─── DATA PROVIDED ───

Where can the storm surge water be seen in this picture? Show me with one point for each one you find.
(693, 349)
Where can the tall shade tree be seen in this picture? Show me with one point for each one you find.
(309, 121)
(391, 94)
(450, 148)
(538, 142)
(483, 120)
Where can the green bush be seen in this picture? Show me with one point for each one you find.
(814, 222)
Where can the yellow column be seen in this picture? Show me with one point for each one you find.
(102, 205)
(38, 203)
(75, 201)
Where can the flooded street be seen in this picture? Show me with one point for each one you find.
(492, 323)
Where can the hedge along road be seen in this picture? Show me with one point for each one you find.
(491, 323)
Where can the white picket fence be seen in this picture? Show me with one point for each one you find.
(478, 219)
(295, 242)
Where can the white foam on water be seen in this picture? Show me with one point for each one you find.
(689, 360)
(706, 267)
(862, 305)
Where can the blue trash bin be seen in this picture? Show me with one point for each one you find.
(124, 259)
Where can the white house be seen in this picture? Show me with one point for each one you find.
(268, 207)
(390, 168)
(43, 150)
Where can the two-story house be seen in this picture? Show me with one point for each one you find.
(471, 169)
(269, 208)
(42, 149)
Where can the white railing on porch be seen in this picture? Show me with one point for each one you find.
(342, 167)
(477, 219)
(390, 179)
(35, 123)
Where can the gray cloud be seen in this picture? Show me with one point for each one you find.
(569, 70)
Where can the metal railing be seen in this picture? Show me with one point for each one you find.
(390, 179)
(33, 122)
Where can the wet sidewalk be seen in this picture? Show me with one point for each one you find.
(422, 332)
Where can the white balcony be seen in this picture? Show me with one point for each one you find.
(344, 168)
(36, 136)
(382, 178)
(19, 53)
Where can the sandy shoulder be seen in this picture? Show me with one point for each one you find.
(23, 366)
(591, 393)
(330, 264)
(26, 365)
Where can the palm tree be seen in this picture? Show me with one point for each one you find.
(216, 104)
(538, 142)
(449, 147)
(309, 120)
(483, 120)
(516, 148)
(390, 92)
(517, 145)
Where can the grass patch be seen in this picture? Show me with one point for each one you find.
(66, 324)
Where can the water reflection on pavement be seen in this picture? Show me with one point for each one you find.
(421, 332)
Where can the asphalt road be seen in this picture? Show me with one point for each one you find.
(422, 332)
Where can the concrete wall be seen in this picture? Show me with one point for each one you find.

───

INSTRUCTIONS FOR THE TASK: The listing above must be written out again in its entirety, exactly as given.

RESULT FOR THIS TASK:
Where can the storm surge water be seen in this picture? Show me with one point for each one you find.
(693, 349)
Where can the tall shade tree be seen in this picture? Show me with one point for each one you find.
(309, 121)
(391, 94)
(450, 148)
(538, 142)
(483, 120)
Where can the green bush be seen in this picture? Show me with one point for each one you find.
(814, 222)
Where can the yellow column be seen in this picture? Show me with one point for each one you find.
(102, 205)
(38, 203)
(75, 201)
Where can the flooded street be seen in this picture? Show me with one point for each one you find.
(492, 323)
Where can the hedge along road be seen in this picture? Show me with one point for each one you find.
(491, 323)
Where can the white picket fence be seen in this picture? Show me with one point for each one you find.
(478, 219)
(295, 242)
Where can the white foam on water be seen in this picture? Show me with one point for each one you find.
(689, 360)
(706, 267)
(862, 305)
Where can the blue trash bin be seen in this picture? Show me with one point for each one you find.
(124, 259)
Where can the white house be seen in this picture? Show me with one point for each one you find.
(268, 207)
(390, 168)
(43, 150)
Where can the two-story house be seen in this picture? Show me with one point for each one you find.
(471, 169)
(269, 208)
(42, 149)
Where can the white railing on porch be seen in this picture? Show me with one point for each one you find.
(342, 167)
(477, 219)
(390, 179)
(35, 123)
Where can the gray cloud be seen in this picture? Show me with one point for each one you find.
(569, 70)
Where can the metal railing be seen in this picture? Show me with one point for each one you find.
(390, 179)
(33, 122)
Where can the wet sidewalk be seen in this picture? Show me with one point for each one you find.
(422, 332)
Where can the white balcony be seen in this picture? Show me with one point for each one you find.
(344, 168)
(36, 136)
(382, 178)
(19, 53)
Where can the sandy shoulder be seen in this picture? Show me with one point for each one you find.
(23, 366)
(591, 393)
(330, 264)
(26, 365)
Where can the palm tree be seen in this picture? Show me with one point for each one you find.
(216, 104)
(538, 142)
(449, 147)
(309, 120)
(483, 120)
(516, 148)
(390, 92)
(517, 145)
Where can the grass patch be seen in this picture? Show me with one point for each one you find.
(66, 324)
Where can the water reflection on pavement be seen in this picture? Show me with one point for each one you find.
(421, 332)
Where can the asphalt road be seen in this picture? Show me with one point for each one you find.
(422, 332)
Where can the concrete wall be seen in this picture? Show me with one point for each one you find.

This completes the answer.